• [QUOTED TEXT]:
Nit: maybe, to be more accurate, mention that it is loaded as part of
the non-iterables:
This property allows configuring whether to start the config load only
after all iterables were loaded, during non-iterables loading phase.
(We can also mention this in docs/code comment)
Anyway:
Reviewed-by: Avihai Horon <avihaih@nvidia.com>
> Such interlocking is required for ARM64 due to this platform VFIO
> dependency on interrupt controller being loaded first.
>
> The property defaults to AUTO, which means ON for ARM, OFF for other
> platforms.

• [GIVEN PROBLEM 1]: Print the passage of the review comment on the config load property that begins at the words "Nit: maybe, to" and stops after the words "non-iterables loading phase.".
• [GIVEN PROBLEM 2]: Proceed with the code review about the config load property, writing on from its final line.

• [SUPPLIED DATA]:

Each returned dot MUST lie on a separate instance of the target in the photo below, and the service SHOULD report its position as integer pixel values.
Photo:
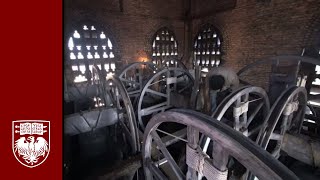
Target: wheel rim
(245, 151)
(162, 85)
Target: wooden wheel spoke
(254, 113)
(167, 155)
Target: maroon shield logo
(31, 141)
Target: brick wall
(131, 24)
(258, 29)
(251, 29)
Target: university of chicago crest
(31, 141)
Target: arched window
(89, 45)
(164, 45)
(207, 47)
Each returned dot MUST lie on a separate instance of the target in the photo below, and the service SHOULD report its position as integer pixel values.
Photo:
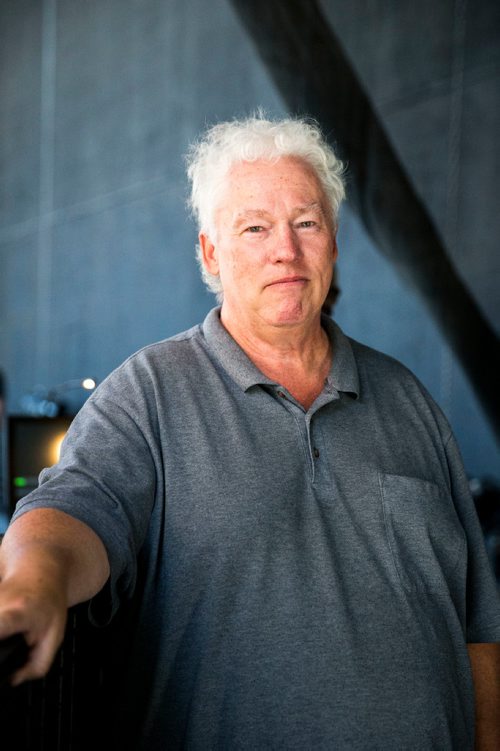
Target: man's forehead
(245, 213)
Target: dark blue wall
(99, 101)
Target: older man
(280, 512)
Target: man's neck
(297, 357)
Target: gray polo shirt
(292, 579)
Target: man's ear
(335, 249)
(208, 254)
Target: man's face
(274, 245)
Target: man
(281, 512)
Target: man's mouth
(287, 280)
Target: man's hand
(49, 561)
(485, 663)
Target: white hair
(211, 157)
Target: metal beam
(310, 70)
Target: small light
(54, 448)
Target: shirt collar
(343, 374)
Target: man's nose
(286, 246)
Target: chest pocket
(426, 539)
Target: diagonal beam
(314, 77)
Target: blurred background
(99, 101)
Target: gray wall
(99, 101)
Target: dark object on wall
(486, 494)
(13, 654)
(32, 444)
(313, 75)
(66, 710)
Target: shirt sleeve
(483, 590)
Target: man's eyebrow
(242, 216)
(313, 206)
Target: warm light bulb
(55, 448)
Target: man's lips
(287, 280)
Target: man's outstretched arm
(49, 561)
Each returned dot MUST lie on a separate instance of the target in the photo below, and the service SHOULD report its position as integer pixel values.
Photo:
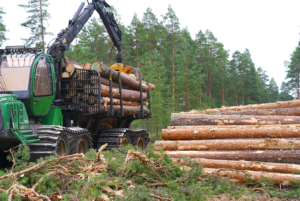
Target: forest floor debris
(128, 174)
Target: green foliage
(3, 29)
(36, 22)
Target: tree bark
(293, 111)
(230, 144)
(247, 177)
(129, 95)
(265, 156)
(105, 81)
(106, 101)
(280, 104)
(87, 66)
(126, 80)
(223, 132)
(243, 165)
(179, 119)
(223, 98)
(128, 110)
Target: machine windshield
(15, 74)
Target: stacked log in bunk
(121, 91)
(258, 141)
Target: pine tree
(172, 26)
(263, 85)
(3, 29)
(273, 90)
(293, 70)
(38, 16)
(136, 34)
(285, 92)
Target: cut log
(76, 64)
(65, 75)
(292, 111)
(106, 101)
(283, 104)
(230, 144)
(265, 156)
(70, 68)
(105, 81)
(247, 177)
(129, 95)
(126, 80)
(201, 119)
(223, 132)
(87, 66)
(243, 165)
(128, 110)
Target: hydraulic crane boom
(66, 36)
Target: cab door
(42, 87)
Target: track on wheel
(52, 136)
(131, 136)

• [REPLY 1]:
Nit: maybe, to be more accurate, mention that it is loaded as part of
the non-iterables:
This property allows configuring whether to start the config load only
after all iterables were loaded, during non-iterables loading phase.

• [REPLY 2]:
>
> Signed-off-by: Maciej S. Szmigiero <maciej.szmigiero@oracle.com>
> ---
> docs/devel/migration/vfio.rst | 6 +++
> hw/core/machine.c | 1 +
> hw/vfio/migration-multifd.c | 88 +++++++++++++++++++++++++++++++
> hw/vfio/migration-multifd.h | 3 ++
> hw/vfio/migration.c | 10 +++-
> hw/vfio/pci.c | 9 ++++
> hw/vfio/vfio-migration-internal.h | 1 +
> include/hw/vfio/vfio-device.h | 1 +
> 8 files changed, 118 insertions(+), 1 deletion(-)
>
> diff --git a/docs/devel/migration/vfio.rst b/docs/devel/migration/vfio.rst
> index f4a6bfa4619b..7c9cb7bdbf87 100644
> --- a/docs/devel/migration/vfio.rst
> +++ b/docs/devel/migration/vfio.rst
> @@ -260,3 +260,9 @@ Because a malicious QEMU source causing OOM on the target is not expected to be
> a realistic threat in most of VFIO live migration use cases and the right value
> depends on the particular setup by default this queued buffers limit is
> disabled by setting it to UINT64_MAX.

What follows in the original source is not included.